» OBJECTIVE:
Rewrite the listing below as a numbered list, dropping any blank lines and leaving out the pictures.
________________
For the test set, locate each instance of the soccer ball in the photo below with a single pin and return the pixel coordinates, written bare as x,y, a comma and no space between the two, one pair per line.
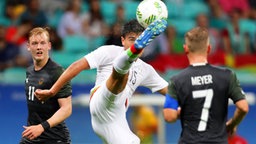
150,10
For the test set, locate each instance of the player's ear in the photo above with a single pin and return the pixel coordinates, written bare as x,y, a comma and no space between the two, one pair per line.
28,48
49,46
208,49
185,48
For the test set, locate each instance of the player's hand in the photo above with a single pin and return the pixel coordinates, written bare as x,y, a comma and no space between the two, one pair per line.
43,95
32,132
153,30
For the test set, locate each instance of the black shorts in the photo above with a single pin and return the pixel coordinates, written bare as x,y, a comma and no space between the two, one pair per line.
42,141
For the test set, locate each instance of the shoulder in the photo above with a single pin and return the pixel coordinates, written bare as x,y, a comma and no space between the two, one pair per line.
30,69
111,48
54,67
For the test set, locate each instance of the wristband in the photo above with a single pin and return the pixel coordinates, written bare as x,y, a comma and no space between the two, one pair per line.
170,102
45,125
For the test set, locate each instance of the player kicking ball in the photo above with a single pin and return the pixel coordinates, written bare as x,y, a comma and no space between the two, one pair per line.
119,73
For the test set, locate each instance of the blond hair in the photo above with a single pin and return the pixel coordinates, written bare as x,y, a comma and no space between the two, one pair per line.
39,31
197,39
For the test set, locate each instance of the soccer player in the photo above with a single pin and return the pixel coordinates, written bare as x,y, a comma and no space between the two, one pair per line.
202,92
119,73
45,122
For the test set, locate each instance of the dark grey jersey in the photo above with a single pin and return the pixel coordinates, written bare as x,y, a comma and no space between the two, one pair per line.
41,111
203,94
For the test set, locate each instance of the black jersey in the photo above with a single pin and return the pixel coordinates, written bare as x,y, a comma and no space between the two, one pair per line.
203,94
41,111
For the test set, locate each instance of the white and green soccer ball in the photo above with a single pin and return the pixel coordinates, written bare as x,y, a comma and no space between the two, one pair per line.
150,10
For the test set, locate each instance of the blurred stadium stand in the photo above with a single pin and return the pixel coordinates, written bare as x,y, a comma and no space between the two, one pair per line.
182,15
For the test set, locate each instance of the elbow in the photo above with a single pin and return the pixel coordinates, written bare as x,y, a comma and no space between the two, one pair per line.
243,106
170,115
170,119
68,111
245,109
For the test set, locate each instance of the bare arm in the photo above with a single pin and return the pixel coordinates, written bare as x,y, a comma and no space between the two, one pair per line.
73,70
33,131
242,109
163,91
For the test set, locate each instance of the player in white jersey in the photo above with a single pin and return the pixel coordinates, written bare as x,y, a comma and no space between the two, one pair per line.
119,73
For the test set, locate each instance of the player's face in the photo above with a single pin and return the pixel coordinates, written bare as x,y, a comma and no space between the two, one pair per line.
129,39
39,47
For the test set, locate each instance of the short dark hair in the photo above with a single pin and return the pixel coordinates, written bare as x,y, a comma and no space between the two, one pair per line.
________________
» ANSWER TO THIS TASK:
1. For the test set, locate each instance of the soccer ball in the photo below with a single pin and return the pixel coordinates, written bare as x,y, a comma and no space between the two, one pair per line.
2. 150,10
3. For the test set, locate each instance of the player's ear in the photo above with a single pin and return the pixel coordinates, written bare as x,y, a comma and no space between the two, one pair per line.
4. 28,48
5. 49,46
6. 208,49
7. 185,48
8. For the test set, locate each instance of the player's hand in the photo above with a single pin and return the pixel coordinates, written bare as x,y, a comma and no space between the two, one pair per line.
9. 43,95
10. 32,132
11. 153,30
12. For the test set, locate each instance of the black shorts in the photo above with a single pin and return the pixel coordinates, written bare as x,y, a comma and no space between the two, one pair per line.
13. 42,141
14. For the test set, locate each instance of the shoulder in the photo above with a single pin and return the pixel coordinates, written bare as x,y, a comma and no space between the two, one pair per line.
15. 30,69
16. 111,48
17. 54,67
18. For the test set, locate each instance of the wristband in the photo above with a single pin and return the pixel coordinates, written bare as x,y, a comma and no space between the two, one pair per line.
19. 170,102
20. 45,125
21. For the test set, locate each instance of the player kicking ball in the photo above with a single pin and return the pixel coordinates, written bare as x,y, a comma and no space between the two, one pair per line.
22. 119,73
23. For the test set, locate each instance of the blond hair in the photo above with a single pin and return the pixel coordinates, written bare as x,y, a comma and no space between the two, one pair per line.
24. 39,31
25. 197,39
26. For the test set, locate each instance of the soccer player in the photo above with a single pin and return the pixel coordinates, written bare as x,y, a comma and no space between the two, one pair per line.
27. 202,92
28. 119,73
29. 45,122
30. For the test set, locate each instance of the dark grey jersey in the photo above with a single pin and return the pixel coordinates, written bare as x,y, a comma and no space between the two, one pair per line.
31. 41,111
32. 203,94
33. For the test set, locate each instance of the black jersey in the photo above with a single pin and return the pixel coordinates, written bare as x,y, a comma and no space between the two, one pair per line.
34. 203,94
35. 41,111
36. For the test set, locate each instance of the white and green soccer ball in the photo above with a single pin and return the pixel coordinates, written bare as x,y, a comma and no space between the two, one pair per line.
37. 150,10
38. For the test set, locate each instance of the blurred stadium stand in the photo above with a single pin and return the pixel coordinates, written bare as x,y, a comma and no space between the two, one pair per line.
39. 182,15
40. For the test set, locate each instance of the elbow in the photo above with a single pin and return the pixel coordinates, written bare as x,y, a comma and no space between the two, one pair per line.
41. 243,106
42. 170,115
43. 170,119
44. 68,111
45. 245,109
46. For the test set, locate each instance of the bare arm in the photo above with a single pin and return the pixel coordinates, written bare as x,y, a comma and no space between the two, one pair per line.
47. 73,70
48. 33,131
49. 242,109
50. 163,91
51. For the test set, locate each instance of the player in white jersey in the photo above with a single pin and return the pixel coordinates, written bare as x,y, a comma and no space between the two, one pair per line.
52. 119,73
53. For the test set, locate each instance of the player's face in the photo above with a single pin and return the pixel coordinates, written bare as x,y, a comma and no space between the two, one pair per line.
54. 129,39
55. 39,47
56. For the test set, locate each instance of the short dark hair in the photo above with a single pin and return the pixel coordinates, written bare as x,y, a comma and no space between the two, one pair per line.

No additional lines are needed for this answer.